Required work — Give again the line that contains "We need you to process this image and detect any utility" and every line after it to the end of the records. Keep them exactly as they are and add nothing.

Data shown —

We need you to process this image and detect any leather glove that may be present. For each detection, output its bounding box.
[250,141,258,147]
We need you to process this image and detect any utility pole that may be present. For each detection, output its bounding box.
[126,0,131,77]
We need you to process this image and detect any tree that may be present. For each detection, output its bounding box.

Solved exercise —
We need you to process this image and detect any utility pole that may be present. For each detection, output its bounding box.
[126,0,131,77]
We need you to process this image and detect any tree that may be present. For each detection, output its bounding box.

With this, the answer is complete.